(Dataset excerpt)
────────────────────────────────────────

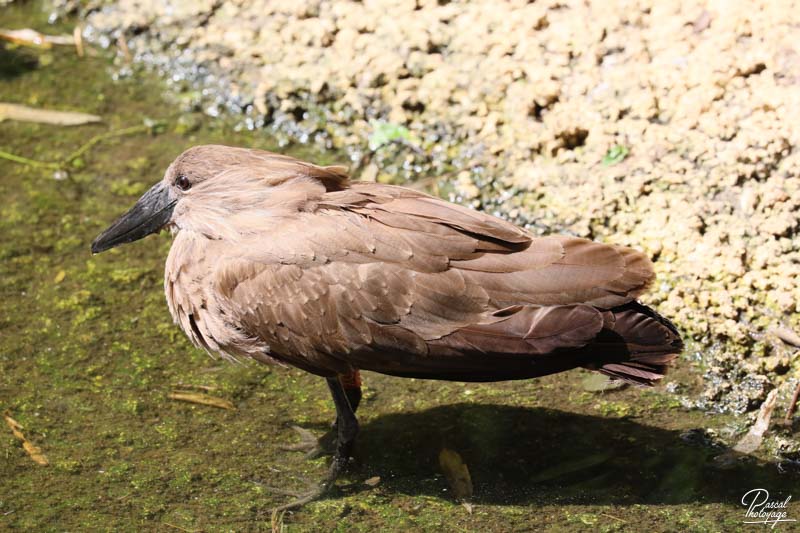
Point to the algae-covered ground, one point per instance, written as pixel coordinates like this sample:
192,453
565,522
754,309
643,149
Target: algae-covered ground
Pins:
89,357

────────────────────────────────────────

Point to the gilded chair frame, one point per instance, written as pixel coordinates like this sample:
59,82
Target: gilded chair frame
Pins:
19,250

────────────────────────────────────────

Exercise description: List every line in the entries above that contains the string "covered", treating uppercase and lowercase as different.

Completed exercise:
Point to the algae-covered ground, one point per instance, written as pixel coordinates like this sample:
Target: algae-covered ground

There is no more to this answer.